> [Aim] From the line with "in navy polo" down to the final line of the material below, quote every line exactly and leave out all lines before it.

─── Extracted data ───

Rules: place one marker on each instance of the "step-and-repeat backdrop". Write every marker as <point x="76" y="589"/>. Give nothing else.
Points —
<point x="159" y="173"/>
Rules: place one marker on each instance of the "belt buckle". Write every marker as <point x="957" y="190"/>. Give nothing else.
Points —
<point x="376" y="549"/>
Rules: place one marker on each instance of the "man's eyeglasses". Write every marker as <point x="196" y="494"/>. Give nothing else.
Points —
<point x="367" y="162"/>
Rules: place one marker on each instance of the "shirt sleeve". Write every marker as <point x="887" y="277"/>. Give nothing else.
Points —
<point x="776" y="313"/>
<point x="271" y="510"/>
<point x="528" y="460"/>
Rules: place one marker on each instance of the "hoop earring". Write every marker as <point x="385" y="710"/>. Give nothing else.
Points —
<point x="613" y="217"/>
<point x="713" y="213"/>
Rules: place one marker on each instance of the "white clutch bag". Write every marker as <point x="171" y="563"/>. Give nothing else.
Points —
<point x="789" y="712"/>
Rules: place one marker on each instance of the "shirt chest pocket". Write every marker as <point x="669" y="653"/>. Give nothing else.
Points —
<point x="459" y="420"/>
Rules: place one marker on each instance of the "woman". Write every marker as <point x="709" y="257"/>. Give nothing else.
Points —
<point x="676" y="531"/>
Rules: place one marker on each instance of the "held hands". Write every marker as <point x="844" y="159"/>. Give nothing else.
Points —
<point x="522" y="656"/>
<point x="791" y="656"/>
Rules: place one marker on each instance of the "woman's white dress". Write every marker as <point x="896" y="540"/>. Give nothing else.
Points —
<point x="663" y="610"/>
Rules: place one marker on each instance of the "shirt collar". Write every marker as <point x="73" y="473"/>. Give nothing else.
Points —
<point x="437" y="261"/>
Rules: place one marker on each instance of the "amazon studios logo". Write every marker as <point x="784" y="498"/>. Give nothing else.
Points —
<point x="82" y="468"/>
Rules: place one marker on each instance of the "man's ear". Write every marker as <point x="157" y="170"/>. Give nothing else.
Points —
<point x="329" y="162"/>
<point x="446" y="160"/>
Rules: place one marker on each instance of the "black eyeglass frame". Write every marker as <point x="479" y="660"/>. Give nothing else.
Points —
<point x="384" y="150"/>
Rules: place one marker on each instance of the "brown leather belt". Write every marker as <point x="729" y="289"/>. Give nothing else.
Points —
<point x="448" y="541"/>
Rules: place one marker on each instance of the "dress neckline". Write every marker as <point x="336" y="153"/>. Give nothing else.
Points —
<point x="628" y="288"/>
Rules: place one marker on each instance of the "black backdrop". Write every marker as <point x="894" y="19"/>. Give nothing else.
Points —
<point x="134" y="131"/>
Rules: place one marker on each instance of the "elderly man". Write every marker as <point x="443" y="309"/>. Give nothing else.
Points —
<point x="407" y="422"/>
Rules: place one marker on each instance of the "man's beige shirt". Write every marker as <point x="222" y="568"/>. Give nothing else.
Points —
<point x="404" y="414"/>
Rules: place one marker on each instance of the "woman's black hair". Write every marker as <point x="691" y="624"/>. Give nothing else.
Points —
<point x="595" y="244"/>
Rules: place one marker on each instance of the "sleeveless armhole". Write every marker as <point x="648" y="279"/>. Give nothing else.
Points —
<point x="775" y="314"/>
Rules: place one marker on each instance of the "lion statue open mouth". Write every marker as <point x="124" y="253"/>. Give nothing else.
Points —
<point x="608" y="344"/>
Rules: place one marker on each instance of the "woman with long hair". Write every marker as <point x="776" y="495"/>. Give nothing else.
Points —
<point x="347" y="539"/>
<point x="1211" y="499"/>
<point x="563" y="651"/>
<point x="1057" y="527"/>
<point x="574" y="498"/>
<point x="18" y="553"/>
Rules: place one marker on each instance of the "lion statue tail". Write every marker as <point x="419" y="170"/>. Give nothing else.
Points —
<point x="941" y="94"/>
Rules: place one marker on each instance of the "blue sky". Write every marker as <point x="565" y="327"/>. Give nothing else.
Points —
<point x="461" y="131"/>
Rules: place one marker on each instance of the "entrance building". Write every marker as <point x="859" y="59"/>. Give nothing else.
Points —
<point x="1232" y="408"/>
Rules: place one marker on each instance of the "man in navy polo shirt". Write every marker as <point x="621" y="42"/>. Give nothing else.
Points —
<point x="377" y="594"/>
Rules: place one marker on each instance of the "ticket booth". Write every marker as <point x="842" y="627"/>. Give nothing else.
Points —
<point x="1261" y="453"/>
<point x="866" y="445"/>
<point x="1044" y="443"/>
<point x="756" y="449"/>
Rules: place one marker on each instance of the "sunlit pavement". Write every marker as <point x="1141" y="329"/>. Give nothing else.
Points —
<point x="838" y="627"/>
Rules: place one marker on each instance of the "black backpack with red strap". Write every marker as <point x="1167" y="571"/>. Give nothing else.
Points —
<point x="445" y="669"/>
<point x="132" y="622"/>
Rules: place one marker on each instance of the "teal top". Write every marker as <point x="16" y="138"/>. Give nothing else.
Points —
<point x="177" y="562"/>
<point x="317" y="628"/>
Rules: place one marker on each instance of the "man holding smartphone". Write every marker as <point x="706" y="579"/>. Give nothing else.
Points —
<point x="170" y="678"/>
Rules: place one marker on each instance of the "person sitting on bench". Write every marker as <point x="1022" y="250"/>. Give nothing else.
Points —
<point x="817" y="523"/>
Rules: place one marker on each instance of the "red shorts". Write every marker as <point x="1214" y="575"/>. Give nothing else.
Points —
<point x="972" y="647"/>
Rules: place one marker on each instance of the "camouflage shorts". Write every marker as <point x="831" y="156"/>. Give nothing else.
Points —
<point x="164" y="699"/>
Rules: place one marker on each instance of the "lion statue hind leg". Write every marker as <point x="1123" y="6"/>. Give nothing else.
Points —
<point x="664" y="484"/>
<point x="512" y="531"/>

───

> [Solution for this task]
Rules: place one marker on each instance of the "man in navy polo shirt". Write every marker as <point x="621" y="42"/>. Give nothing else.
Points —
<point x="377" y="594"/>
Rules: place one marker on each instance of the "ticket booth". Write every marker as <point x="842" y="627"/>. Give nothing else.
Points —
<point x="1261" y="453"/>
<point x="866" y="445"/>
<point x="1044" y="443"/>
<point x="756" y="449"/>
Rules: place one marker on each instance of the "sunlit pavement". Write every marker as <point x="1141" y="329"/>. Give nothing else.
Points —
<point x="838" y="627"/>
Rules: place one marker on each instance of the "black backpack with red strap". Write every marker as <point x="1167" y="571"/>. Give nothing else.
Points —
<point x="445" y="669"/>
<point x="132" y="622"/>
Rules: place one marker on each instance of the "teal top". Write every marker as <point x="16" y="138"/>. Give nothing else.
Points —
<point x="177" y="562"/>
<point x="317" y="628"/>
Rules: place one marker on each instance of the "man holding smartphone". Write every marker as <point x="706" y="579"/>. Give nothing else.
Points —
<point x="170" y="678"/>
Rules: place one marker on each instance of the "person sitting on bench". Write every marker as <point x="1022" y="250"/>. Give nothing else.
Points —
<point x="817" y="523"/>
Rules: place one marker on each instance of the "red shorts". Write every marker as <point x="1214" y="575"/>. Give nothing else.
Points —
<point x="972" y="647"/>
Rules: place one marker on each instance of the "camouflage shorts". Write every marker as <point x="831" y="156"/>. Give nothing else.
Points —
<point x="164" y="699"/>
Rules: place one marker on each instance of the "lion statue hind leg". Write every marker as <point x="1123" y="6"/>. Give nothing else.
Points —
<point x="664" y="484"/>
<point x="512" y="531"/>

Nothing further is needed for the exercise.